───── RECORDS FOR PROCESSING
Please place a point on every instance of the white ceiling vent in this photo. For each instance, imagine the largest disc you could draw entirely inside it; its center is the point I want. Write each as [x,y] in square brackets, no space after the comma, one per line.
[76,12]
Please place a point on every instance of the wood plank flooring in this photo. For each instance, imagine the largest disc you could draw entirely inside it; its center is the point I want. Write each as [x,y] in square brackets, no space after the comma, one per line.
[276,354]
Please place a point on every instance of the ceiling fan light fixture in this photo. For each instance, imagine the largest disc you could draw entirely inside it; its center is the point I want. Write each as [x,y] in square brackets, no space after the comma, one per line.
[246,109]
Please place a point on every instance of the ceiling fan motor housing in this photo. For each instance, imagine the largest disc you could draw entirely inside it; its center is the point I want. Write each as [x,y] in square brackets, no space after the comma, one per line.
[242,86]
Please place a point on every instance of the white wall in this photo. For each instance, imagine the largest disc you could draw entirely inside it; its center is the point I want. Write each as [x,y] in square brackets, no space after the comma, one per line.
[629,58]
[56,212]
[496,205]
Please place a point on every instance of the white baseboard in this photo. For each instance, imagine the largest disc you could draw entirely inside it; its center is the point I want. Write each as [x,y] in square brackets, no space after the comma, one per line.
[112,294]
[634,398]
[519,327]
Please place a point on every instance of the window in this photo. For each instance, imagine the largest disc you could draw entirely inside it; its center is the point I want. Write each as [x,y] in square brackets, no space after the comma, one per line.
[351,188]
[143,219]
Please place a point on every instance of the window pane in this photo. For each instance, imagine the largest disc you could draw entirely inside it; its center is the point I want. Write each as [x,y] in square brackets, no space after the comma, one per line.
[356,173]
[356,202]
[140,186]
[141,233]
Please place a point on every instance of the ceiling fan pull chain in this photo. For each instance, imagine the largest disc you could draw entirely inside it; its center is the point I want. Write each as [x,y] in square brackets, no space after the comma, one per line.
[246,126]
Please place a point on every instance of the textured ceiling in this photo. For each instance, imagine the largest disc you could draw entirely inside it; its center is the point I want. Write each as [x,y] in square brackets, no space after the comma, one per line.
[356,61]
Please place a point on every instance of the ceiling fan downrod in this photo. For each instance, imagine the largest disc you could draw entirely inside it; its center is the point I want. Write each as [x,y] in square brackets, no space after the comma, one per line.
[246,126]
──────────
■ STATED TASK
Write out every entry above, word for word.

■ TASK RESULT
Please place a point on every instance of the white ceiling vent in this photo. For each instance, imagine the largest disc you could draw entirely inside it; its center is the point I want. Write each as [x,y] in square brackets, no space after the comma, one per line.
[76,12]
Please place a point on every instance of the wood plank flooring in this photo. For each instance, imagine the largest disc you could draw entirely inside it; its center is the point I want. Write each as [x,y] in square brackets, no space after the comma, one per line.
[276,354]
Please place a point on every instance of the ceiling fan light fixture in this photo. For each instance, imagine the largest disc you could draw entirely inside it; its center is the point I want. Write each as [x,y] in square brackets, no space after the comma, one per line.
[246,109]
Please place a point on every instance of the ceiling fan motor housing in this photo. For each instance, imagine the largest disc you could draw entirely inside it; its center is the point I want. Write each as [x,y] in square brackets, no space after the comma, one per line.
[242,86]
Please place a point on every instance of the white wall in this photo. For each instance, imagine the largest disc you could draw entirely inside it; its center is the point I want. Write each as [x,y] in square brackets, no space after the comma, one per line.
[629,58]
[56,212]
[496,205]
Please place a point on every instance of the white baseboard in this photo. For each instance, imagine the largest disc you could draw entirely inside it; its center is the point I want. Write each as [x,y] in square brackets, no space after the comma, one per line.
[112,294]
[634,398]
[519,327]
Please place a point on every instance of the window in this photo. For each instance, imagine the largest disc you could draw entirely inside it; its center is the point I want. Write each as [x,y] in square brackets, no space after the comma, one per line.
[351,188]
[143,219]
Please place a point on every instance of the window pane in this photo. For each instance, imagine the largest disc you could draw entirely inside it; its center is the point I want. Write each as [x,y] in square brackets, no space after the comma, one per line.
[356,173]
[356,202]
[140,186]
[141,233]
Please place a point on every instance of the ceiling fan pull chain in this photo. For each instance, imagine the largest disc you could draw entirely inside it; its center is the point I want. Write each as [x,y] in square brackets, no space after the comma, one per line.
[246,126]
Please place a point on every instance of the textured ceiling in this photo. For each instance, imagine the largest disc you could draw entirely inside it; its center is the point I want. Write each as [x,y] in square brackets, no space after the comma, one per line.
[356,61]
Please place a point on every instance of the ceiling fan downrod in this photo. For each instance, imagine the largest disc you could draw entirely inside it; its center is the point I want. Write each as [x,y] in square brackets, no space after the comma, one per line.
[246,126]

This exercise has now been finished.